**What needs to be done**:
Show every line of the material below that holds the string "ground", treating case as significant.

(Records from a dataset)

— start —

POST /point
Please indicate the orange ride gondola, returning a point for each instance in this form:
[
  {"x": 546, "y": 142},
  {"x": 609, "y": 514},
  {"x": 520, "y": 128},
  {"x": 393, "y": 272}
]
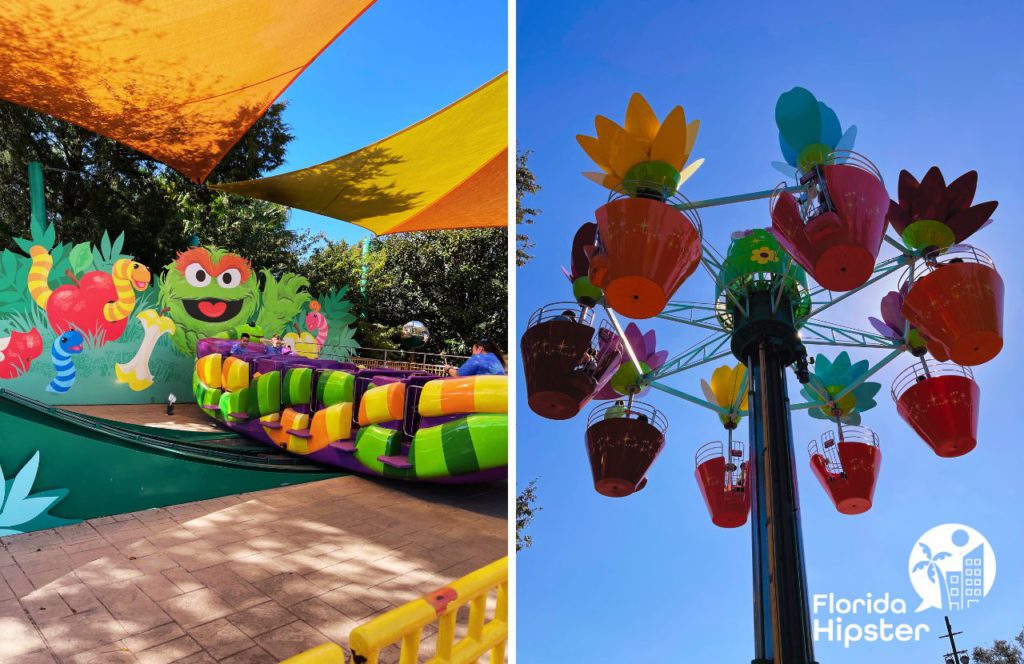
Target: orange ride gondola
[
  {"x": 722, "y": 473},
  {"x": 560, "y": 378},
  {"x": 623, "y": 443},
  {"x": 956, "y": 302},
  {"x": 940, "y": 401},
  {"x": 646, "y": 249},
  {"x": 835, "y": 231},
  {"x": 847, "y": 465}
]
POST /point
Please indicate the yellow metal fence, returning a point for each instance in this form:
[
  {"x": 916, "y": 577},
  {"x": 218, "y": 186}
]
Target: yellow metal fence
[{"x": 403, "y": 626}]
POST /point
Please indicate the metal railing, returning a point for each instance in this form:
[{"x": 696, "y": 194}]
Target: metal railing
[
  {"x": 561, "y": 312},
  {"x": 735, "y": 458},
  {"x": 827, "y": 448},
  {"x": 403, "y": 626},
  {"x": 635, "y": 410},
  {"x": 657, "y": 191},
  {"x": 923, "y": 370},
  {"x": 938, "y": 258}
]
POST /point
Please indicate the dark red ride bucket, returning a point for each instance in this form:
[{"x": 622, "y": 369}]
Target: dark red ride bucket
[
  {"x": 957, "y": 304},
  {"x": 839, "y": 242},
  {"x": 941, "y": 408},
  {"x": 848, "y": 469},
  {"x": 622, "y": 449},
  {"x": 558, "y": 381},
  {"x": 724, "y": 484},
  {"x": 647, "y": 250}
]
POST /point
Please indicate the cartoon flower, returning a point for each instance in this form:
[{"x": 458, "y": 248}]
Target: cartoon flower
[
  {"x": 893, "y": 322},
  {"x": 830, "y": 378},
  {"x": 650, "y": 359},
  {"x": 931, "y": 213},
  {"x": 764, "y": 255},
  {"x": 808, "y": 131},
  {"x": 645, "y": 151},
  {"x": 726, "y": 383}
]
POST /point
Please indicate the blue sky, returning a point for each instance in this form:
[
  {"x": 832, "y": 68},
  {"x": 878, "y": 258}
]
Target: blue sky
[
  {"x": 398, "y": 63},
  {"x": 648, "y": 578}
]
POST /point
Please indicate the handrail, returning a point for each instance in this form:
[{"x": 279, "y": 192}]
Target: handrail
[
  {"x": 404, "y": 624},
  {"x": 938, "y": 258},
  {"x": 175, "y": 448},
  {"x": 924, "y": 369}
]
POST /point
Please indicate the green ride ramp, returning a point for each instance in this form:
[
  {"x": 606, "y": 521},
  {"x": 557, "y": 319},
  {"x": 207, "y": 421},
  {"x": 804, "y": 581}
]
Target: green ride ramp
[{"x": 61, "y": 467}]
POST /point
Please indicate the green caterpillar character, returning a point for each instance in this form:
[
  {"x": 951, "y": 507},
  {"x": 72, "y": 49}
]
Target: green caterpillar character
[{"x": 210, "y": 292}]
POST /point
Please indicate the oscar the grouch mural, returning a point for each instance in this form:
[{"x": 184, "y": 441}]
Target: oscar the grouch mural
[{"x": 210, "y": 292}]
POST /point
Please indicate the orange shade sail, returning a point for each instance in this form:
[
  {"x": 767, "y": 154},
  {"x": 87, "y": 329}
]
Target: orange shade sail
[
  {"x": 178, "y": 80},
  {"x": 446, "y": 171}
]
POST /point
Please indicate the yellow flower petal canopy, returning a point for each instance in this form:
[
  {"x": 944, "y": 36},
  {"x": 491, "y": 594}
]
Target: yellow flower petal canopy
[
  {"x": 619, "y": 151},
  {"x": 446, "y": 171},
  {"x": 726, "y": 383},
  {"x": 178, "y": 80}
]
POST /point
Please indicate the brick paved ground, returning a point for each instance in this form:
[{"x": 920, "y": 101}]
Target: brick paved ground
[{"x": 244, "y": 579}]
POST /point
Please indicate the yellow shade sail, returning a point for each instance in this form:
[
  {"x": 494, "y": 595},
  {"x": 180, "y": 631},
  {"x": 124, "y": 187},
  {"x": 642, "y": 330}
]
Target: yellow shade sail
[
  {"x": 446, "y": 171},
  {"x": 178, "y": 80}
]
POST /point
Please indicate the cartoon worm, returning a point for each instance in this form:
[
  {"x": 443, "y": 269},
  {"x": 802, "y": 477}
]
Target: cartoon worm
[
  {"x": 127, "y": 276},
  {"x": 316, "y": 321},
  {"x": 66, "y": 345},
  {"x": 39, "y": 275}
]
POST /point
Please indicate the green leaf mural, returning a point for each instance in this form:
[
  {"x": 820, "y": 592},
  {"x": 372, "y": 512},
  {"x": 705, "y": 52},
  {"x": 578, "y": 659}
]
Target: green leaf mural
[{"x": 23, "y": 511}]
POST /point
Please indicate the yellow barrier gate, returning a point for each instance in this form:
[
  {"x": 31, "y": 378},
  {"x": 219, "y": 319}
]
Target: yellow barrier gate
[{"x": 406, "y": 623}]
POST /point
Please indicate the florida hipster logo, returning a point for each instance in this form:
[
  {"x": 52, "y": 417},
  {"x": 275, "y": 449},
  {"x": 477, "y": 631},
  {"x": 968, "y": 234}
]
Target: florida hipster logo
[{"x": 952, "y": 567}]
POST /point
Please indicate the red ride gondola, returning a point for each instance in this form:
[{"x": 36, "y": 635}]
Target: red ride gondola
[
  {"x": 646, "y": 250},
  {"x": 940, "y": 401},
  {"x": 835, "y": 231},
  {"x": 560, "y": 371},
  {"x": 956, "y": 302},
  {"x": 722, "y": 475},
  {"x": 848, "y": 467},
  {"x": 623, "y": 444}
]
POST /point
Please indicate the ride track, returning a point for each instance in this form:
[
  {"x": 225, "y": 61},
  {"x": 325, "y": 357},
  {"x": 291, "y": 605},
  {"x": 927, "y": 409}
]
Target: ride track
[{"x": 766, "y": 317}]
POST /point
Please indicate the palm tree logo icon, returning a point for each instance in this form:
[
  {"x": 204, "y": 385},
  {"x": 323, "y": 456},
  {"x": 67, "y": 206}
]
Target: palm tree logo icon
[
  {"x": 951, "y": 567},
  {"x": 935, "y": 573}
]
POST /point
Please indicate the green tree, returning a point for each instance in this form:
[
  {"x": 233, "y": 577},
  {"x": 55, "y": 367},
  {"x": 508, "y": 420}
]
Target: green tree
[
  {"x": 525, "y": 183},
  {"x": 524, "y": 512},
  {"x": 95, "y": 184},
  {"x": 455, "y": 281},
  {"x": 1001, "y": 652}
]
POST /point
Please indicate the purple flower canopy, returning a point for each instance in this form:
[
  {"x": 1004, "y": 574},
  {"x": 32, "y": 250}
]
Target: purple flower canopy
[
  {"x": 893, "y": 323},
  {"x": 645, "y": 345}
]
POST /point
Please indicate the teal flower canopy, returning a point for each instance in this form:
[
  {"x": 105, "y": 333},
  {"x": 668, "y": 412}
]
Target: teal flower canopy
[
  {"x": 808, "y": 131},
  {"x": 832, "y": 377}
]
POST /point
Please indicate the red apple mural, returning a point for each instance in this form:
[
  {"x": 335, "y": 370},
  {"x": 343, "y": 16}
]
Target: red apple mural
[
  {"x": 80, "y": 306},
  {"x": 16, "y": 353}
]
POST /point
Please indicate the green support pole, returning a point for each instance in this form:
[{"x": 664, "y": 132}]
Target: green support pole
[
  {"x": 37, "y": 196},
  {"x": 363, "y": 274}
]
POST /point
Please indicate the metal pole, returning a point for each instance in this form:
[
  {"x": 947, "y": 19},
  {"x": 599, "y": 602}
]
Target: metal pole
[
  {"x": 37, "y": 196},
  {"x": 781, "y": 619}
]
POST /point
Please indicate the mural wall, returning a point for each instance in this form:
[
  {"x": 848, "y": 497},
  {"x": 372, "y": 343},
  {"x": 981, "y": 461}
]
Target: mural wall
[{"x": 85, "y": 324}]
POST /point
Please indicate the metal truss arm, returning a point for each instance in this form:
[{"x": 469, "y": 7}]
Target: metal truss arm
[{"x": 824, "y": 333}]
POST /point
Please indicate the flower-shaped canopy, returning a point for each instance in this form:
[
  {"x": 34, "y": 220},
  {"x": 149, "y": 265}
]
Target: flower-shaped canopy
[
  {"x": 808, "y": 131},
  {"x": 645, "y": 347},
  {"x": 832, "y": 377},
  {"x": 645, "y": 151},
  {"x": 931, "y": 213},
  {"x": 726, "y": 384},
  {"x": 893, "y": 322},
  {"x": 755, "y": 259},
  {"x": 583, "y": 248}
]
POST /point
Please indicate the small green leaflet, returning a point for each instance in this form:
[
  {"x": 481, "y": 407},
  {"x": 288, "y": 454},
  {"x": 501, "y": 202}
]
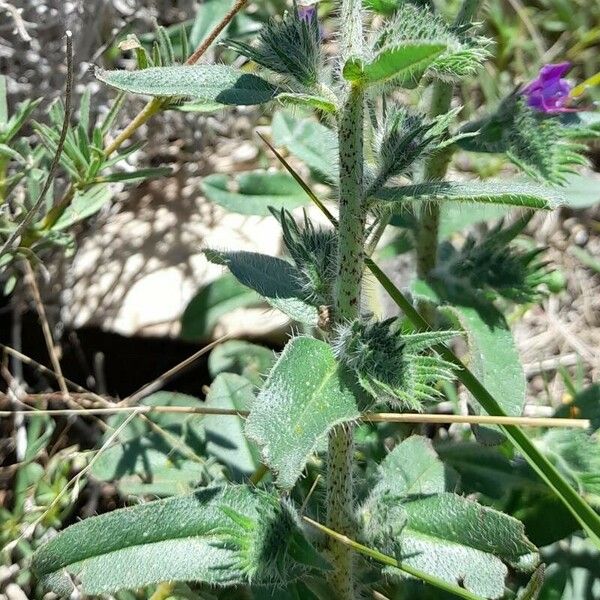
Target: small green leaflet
[
  {"x": 273, "y": 278},
  {"x": 306, "y": 394}
]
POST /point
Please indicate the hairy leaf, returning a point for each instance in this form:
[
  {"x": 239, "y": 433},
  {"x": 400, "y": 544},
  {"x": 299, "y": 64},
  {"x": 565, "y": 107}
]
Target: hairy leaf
[
  {"x": 84, "y": 204},
  {"x": 414, "y": 469},
  {"x": 221, "y": 536},
  {"x": 237, "y": 356},
  {"x": 462, "y": 542},
  {"x": 519, "y": 194},
  {"x": 209, "y": 83},
  {"x": 225, "y": 439},
  {"x": 442, "y": 534},
  {"x": 408, "y": 61},
  {"x": 306, "y": 394},
  {"x": 535, "y": 142},
  {"x": 275, "y": 279},
  {"x": 577, "y": 455},
  {"x": 212, "y": 302},
  {"x": 313, "y": 143},
  {"x": 252, "y": 193}
]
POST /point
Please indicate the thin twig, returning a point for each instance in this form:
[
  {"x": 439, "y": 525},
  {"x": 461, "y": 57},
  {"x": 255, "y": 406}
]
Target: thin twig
[
  {"x": 367, "y": 417},
  {"x": 48, "y": 338},
  {"x": 55, "y": 161},
  {"x": 159, "y": 382},
  {"x": 156, "y": 104},
  {"x": 71, "y": 483},
  {"x": 392, "y": 562},
  {"x": 212, "y": 36}
]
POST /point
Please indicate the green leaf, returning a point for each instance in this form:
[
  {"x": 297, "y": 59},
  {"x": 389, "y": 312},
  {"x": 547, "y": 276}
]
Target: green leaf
[
  {"x": 440, "y": 533},
  {"x": 408, "y": 61},
  {"x": 580, "y": 509},
  {"x": 273, "y": 278},
  {"x": 225, "y": 439},
  {"x": 85, "y": 204},
  {"x": 211, "y": 303},
  {"x": 577, "y": 455},
  {"x": 308, "y": 101},
  {"x": 460, "y": 541},
  {"x": 237, "y": 356},
  {"x": 306, "y": 394},
  {"x": 313, "y": 143},
  {"x": 220, "y": 536},
  {"x": 523, "y": 195},
  {"x": 209, "y": 83},
  {"x": 486, "y": 470},
  {"x": 252, "y": 193},
  {"x": 494, "y": 358},
  {"x": 161, "y": 460},
  {"x": 414, "y": 469}
]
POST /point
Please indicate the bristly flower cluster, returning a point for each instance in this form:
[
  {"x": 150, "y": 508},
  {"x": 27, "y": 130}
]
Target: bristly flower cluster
[
  {"x": 414, "y": 24},
  {"x": 272, "y": 548},
  {"x": 290, "y": 46},
  {"x": 497, "y": 268},
  {"x": 391, "y": 366},
  {"x": 313, "y": 250}
]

— end —

**Written response**:
Please indicate the brick paved ground, returning a point for each instance in this form:
Target: brick paved ground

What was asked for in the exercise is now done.